Reading text:
+ + + + +

The next consideration is that extenders do degrade the sharpness of a lens and add vignetting to the image at wider apertures, particularly when stacked. Your images will benefit from having the lens stopped down some way from the maximum aperture, but of course this eats up even more of your light which has to be compensated for by shutter speed or ISO. Long story a little bit shorter, you’ll probably find it hard to get a fast shutter speed with a stacked set of extenders, unless you are outside in the midday sun, so be prepared to choose your subject wisely, or crank up your ISO to a very high value even in daylight.
Infinity Focus Loss
Any time you use an extension tube, you will lose the ability to focus to infinity, so the same goes for including one in a stack between two extenders. Whether or not this will make a difference to you is dependant on the lens that you are using, and also what kind of subject you are trying to shoot. I would hazard a guess that most people are stacking extenders to use on telephoto and super telephoto lenses to get “closer” to wildlife. I can’t speak for every situation, but this one seems the most relevant. Many of Canon’s super telephoto lenses are actually designed to focus past infinity, so the inclusion of an extension tube actually just brings the whole thing back roughly around the infinity mark. As an example, I stacked a 1.4x and a 2x extender on my Canon 400mm f/4 DO II, and pointed it down my street. I was easily able to focus on the house at the end of my street, which was some 150-200ft away. In other words, whilst it might cause you to lose the ability to focus on an object on the horizon, I doubt that is what most people are trying to do with such lenses. Wildlife is typically MUCH closer than the house at the end of my street, so the loss of infinity focus makes no practical difference to me at all. Every lens will be slightly different, and please feel free to share your own combinations in the comments below, but my gut says that this won’t be a problem for most people.
Stacking extenders with an extension tube
The design of Canon’s extenders means that you can’t directly couple two extenders together because the protruding glass element physically doesn’t fit. The way to get around this is to use a 12mm extension tube between the two extenders. If you aren’t familiar with extension tubes, take a look at my previous in-depth guide to extension tubes for lenses.
An extension tubes looks a lot like an extender, but it doesn’t actually have any glass it in it at all. Its usual purpose is to alter the minimum focus distance of a lens by shifting it further away from the camera’s sensor. For the the purpose of coupling two extenders together though, it perfectly moves the protruding element just far enough away that two canon extenders can be stacked.

+ + + + +

Data supplied:
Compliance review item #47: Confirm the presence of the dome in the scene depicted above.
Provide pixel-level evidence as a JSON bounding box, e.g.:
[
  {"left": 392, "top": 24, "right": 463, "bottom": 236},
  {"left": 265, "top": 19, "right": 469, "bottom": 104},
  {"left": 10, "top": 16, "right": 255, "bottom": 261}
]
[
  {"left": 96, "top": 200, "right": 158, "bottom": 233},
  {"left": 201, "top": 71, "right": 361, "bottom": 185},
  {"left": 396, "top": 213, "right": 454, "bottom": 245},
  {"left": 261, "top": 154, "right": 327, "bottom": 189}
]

+ + + + +

Tasks to carry out:
1. Using the text on stacking lens extenders, say whether each statement agrees with it. Answer yes or no for each, and quote the deciding words.
(a) Two Canon extenders can be joined directly to each other.
(b) The extension tube placed between two extenders is 12mm.
(c) With a 1.4x and a 2x extender stacked on a 400mm lens, the writer could focus on a house 150-200ft away.
2. Recast every line of the records in Block 1 as a Markdown table with the columns Row and Line. Number each row and leave out blank lines.

Expected outputs:
1.
(a) No: "you can’t directly couple two extenders together because the protruding glass element physically doesn’t fit."
(b) Yes: "use a 12mm extension tube between the two extenders."
(c) Yes: "I was easily able to focus on the house at the end of my street, which was some 150-200ft away."

2.
| Row | Line |
|---|---|
| 1 | Compliance review item #47: Confirm the presence of the dome in the scene depicted above. |
| 2 | Provide pixel-level evidence as a JSON bounding box, e.g.: |
| 3 | [ |
| 4 |   {"left": 392, "top": 24, "right": 463, "bottom": 236}, |
| 5 |   {"left": 265, "top": 19, "right": 469, "bottom": 104}, |
| 6 |   {"left": 10, "top": 16, "right": 255, "bottom": 261} |
| 7 | ] |
| 8 | [ |
| 9 |   {"left": 96, "top": 200, "right": 158, "bottom": 233}, |
| 10 |   {"left": 201, "top": 71, "right": 361, "bottom": 185}, |
| 11 |   {"left": 396, "top": 213, "right": 454, "bottom": 245}, |
| 12 |   {"left": 261, "top": 154, "right": 327, "bottom": 189} |
| 13 | ] |